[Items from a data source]
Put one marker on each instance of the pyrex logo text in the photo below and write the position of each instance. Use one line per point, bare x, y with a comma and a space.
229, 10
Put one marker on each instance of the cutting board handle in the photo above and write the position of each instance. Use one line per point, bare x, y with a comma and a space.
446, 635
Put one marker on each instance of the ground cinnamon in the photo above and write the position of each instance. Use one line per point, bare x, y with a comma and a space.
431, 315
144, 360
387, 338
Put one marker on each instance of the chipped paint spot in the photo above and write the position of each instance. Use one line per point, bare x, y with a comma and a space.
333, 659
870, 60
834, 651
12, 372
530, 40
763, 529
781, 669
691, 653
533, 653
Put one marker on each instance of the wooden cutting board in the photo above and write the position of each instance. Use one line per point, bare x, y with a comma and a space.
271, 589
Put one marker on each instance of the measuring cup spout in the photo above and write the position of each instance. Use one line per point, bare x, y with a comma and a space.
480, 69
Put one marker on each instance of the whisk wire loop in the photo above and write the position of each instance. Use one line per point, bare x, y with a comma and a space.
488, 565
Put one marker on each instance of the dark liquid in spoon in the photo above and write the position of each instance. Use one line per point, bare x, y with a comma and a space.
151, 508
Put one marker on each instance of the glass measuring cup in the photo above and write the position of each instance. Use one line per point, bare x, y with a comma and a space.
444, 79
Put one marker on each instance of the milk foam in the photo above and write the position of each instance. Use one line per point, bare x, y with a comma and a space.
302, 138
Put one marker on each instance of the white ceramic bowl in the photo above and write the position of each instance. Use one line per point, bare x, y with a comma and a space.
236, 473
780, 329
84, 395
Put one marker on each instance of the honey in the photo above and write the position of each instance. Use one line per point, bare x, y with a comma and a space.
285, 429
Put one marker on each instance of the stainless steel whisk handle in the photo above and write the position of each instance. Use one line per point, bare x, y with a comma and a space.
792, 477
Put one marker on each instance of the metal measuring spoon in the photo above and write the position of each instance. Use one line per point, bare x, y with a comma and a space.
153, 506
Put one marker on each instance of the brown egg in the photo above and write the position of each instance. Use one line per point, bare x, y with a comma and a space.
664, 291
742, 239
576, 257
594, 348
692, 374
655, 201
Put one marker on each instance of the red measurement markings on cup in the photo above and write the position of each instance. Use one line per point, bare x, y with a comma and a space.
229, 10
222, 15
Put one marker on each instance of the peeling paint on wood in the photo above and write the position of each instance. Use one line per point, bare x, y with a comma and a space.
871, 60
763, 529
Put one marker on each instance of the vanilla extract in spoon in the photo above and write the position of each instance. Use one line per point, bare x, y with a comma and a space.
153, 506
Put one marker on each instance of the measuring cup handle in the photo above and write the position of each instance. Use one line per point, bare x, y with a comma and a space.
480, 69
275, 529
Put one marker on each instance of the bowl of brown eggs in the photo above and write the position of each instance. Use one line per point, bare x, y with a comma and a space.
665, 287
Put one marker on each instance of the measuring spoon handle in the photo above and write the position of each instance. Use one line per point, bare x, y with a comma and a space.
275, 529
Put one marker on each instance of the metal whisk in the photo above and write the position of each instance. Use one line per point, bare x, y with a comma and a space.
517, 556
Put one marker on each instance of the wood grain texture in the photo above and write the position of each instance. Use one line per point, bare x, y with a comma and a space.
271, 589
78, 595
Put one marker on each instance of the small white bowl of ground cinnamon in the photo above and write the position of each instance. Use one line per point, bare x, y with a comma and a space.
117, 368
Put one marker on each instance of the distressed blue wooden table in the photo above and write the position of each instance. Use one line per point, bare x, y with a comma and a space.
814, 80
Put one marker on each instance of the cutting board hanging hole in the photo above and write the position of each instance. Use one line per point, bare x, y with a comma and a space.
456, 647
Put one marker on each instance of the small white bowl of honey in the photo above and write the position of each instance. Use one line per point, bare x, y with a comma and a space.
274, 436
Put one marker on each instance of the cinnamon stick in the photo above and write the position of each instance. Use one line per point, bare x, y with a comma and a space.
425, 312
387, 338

#### [Aim of the exercise]
Take the lines from the one containing "Put one marker on each instance of the metal whisk" to the last line of the material above and write them out exactly.

#### [Reply]
Put one marker on each instance of the metal whisk in the photo above and write the position of each instance. Use one line per point, bare x, y with a comma and a space.
517, 556
Put one marker on each instance of the wood grain texture in the photo above and write the position of each instance. Use one line per point, bare x, y with a comma and a space.
271, 589
78, 595
Put one marker on each instance of the small white bowl of ground cinnamon in the photo above and write the position of each instance. Use one line per point, bare x, y with a comma and a space.
117, 368
Put one marker on each instance of the distressed blue wooden table in the photo above and write the position of each instance. Use one line per point, bare x, y with a comma and a space.
814, 80
Put one marker on each instance of the cutting board hanging hole in the photo above and write the position of each instance. Use one line per point, bare x, y with a comma and a space.
456, 647
Put one marker on each instance of the small white bowl of honey in the photo above and write the position of each instance. Use one line per point, bare x, y with a comma and a space.
274, 436
Put one marker on each instance of the cinnamon stick in the photo above and write the position of each instance. Use one line per point, bare x, y with a comma and a space.
425, 312
387, 338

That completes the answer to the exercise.